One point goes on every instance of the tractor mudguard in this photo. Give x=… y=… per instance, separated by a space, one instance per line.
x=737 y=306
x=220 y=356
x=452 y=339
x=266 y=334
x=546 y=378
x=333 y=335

Requirement: Print every item above again, word for word and line by line, without altering anything.

Answer to this task:
One point goes on every instance of the tractor mudguard in this photo. Give x=… y=… per instance, separated by a space, one instance per line.
x=737 y=306
x=220 y=356
x=452 y=339
x=266 y=334
x=546 y=378
x=333 y=335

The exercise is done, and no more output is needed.